======== Passage for review
The UK's Four-Day Week Experiment

Three facts about the world's largest four-day week experiment from job postings data

August 16, 2022 by Elena Magrini

In June, the UK began the world’s largest trial of a four-day workweek, with over 3,330 workers at 70 companies seeing their working week cut by one day with no loss in pay. While the experiment is underway, we turned to our library of over 77 million job postings to see how this trend is affecting recruitment activity in the labour market. Below are three main takeaways from the data.

The number of postings advertising a four-day week has dramatically increased in the past year – but from a very small basis.

There were just over 4,000 job postings in July advertising for a ‘four-day week’ –  accounting for 0.12 per cent of all job postings over the last month. Whilst this number is still low, the time series below shows how this figure has gradually increased over the past six years, with a sevenfold increase in the number of job postings for a ‘four-day week’, and the trend particularly starting to pick up as part of the recovery from the Covid disruption:

The geography of the ‘four-day week’ is different from that of ‘remote working’ 

Whilst the ‘four-day week’ has been in the headlines of all major national newspapers, in reality job postings advertising for it are not equally distributed across the country. 

When looking at the breakdown by regions in the map below, we find that Northern Ireland has the largest share of job postings advertising for a four-day week (0.38 per cent), followed by the South West (0.17 per cent) and Wales (0.12 per cent).  In contrast, the four-day week is least popular in London, followed by the North West and the North East.

Within regions, a handful of local authorities such as Cornwall, East Dorset and Craven stand out when it comes to a four-day week, with over 0.6 per cent of job postings advertising for it – driven by a handful of employers championing this new trend – but the vast majority of local authorities have seen little to no take up of this trend so far.
================
======== Records shown
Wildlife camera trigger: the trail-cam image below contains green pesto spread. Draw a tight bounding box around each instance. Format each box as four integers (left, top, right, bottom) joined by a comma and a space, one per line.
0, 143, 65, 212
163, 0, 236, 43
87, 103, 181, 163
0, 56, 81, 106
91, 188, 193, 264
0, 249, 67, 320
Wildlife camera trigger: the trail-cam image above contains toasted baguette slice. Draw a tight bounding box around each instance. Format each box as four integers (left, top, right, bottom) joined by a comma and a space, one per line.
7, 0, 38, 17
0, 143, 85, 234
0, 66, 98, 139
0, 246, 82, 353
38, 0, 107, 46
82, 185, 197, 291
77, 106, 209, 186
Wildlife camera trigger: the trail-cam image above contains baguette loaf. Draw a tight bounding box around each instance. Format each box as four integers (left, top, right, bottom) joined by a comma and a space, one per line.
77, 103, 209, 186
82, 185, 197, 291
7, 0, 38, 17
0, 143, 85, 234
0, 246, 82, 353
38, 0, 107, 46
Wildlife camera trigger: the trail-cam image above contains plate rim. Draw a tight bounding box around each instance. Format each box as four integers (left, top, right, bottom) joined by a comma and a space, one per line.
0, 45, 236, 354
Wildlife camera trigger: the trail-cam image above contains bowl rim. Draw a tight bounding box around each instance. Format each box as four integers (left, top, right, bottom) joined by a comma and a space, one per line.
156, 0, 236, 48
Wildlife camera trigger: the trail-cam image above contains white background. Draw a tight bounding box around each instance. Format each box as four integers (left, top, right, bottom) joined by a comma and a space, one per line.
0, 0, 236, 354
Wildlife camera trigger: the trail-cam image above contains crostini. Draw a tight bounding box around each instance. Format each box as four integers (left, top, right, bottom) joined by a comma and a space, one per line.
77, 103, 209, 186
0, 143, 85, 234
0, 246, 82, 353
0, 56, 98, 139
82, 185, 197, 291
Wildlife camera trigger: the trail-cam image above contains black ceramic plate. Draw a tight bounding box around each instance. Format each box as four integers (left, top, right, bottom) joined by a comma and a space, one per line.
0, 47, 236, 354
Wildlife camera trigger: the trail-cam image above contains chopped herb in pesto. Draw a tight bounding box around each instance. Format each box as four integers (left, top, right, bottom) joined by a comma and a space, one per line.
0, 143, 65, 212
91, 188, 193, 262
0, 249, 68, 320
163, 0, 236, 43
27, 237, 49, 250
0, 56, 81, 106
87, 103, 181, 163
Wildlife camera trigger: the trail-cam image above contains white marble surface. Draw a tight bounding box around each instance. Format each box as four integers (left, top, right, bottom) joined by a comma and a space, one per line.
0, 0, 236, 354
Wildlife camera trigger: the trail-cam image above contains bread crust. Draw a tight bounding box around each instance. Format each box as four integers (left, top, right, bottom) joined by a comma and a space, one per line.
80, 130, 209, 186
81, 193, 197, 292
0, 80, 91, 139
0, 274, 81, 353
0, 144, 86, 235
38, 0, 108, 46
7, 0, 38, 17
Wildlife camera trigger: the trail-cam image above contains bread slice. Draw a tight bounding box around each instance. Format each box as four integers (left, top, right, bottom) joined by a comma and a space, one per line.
================
Work instruction A |
According to the article on the UK four-day week, which region has the largest share of job postings advertising a four-day week?
Work instruction B |
Carry on the article about the UK four-day week from its last sentence.
You won't need the lines to do this.

Answer A |
Northern Ireland, at 0.38 percent.

Answer B |
This geographical distribution of job postings for a four-day week is somewhat different from that of remote working – another key post-pandemic labour market trend. Indeed, when it comes to remote working, London is the area with the largest amount of job postings being advertised as remote (12 per cent), followed by the North West and South West (both 8 per cent), while remote working is least popular in Wales and East Midlands (both 6 per cent) (you can toggle between data for the four-day week and remote working using the arrow at the top of the map below).

The four-day week is not just for roles in high-skilled occupations 

One possible explanation for the different geographic pattern for the four-day week compared to remote working may lie in the type of occupations advertising for these different perks. Unlike remote working – which is skewed towards high-skilled, office-based roles – when it comes to the occupations with the largest share of job postings advertising for a four-day week, the picture is mixed. Skilled Trade Occupations come at the top, with 0.28 per cent of all job postings offering a four-day week, followed by Process, Plant and Machine Operatives (0.18 per cent) and Professional Occupations (0.10 per cent), suggesting the four-day week is not just advertised in high-skilled roles.

Looking beyond occupations, the most in-demand hard skills in postings advertising a four-day week are service quality, marketing and maintenance engineer, while the top three soft-skills are communication, management and customer service.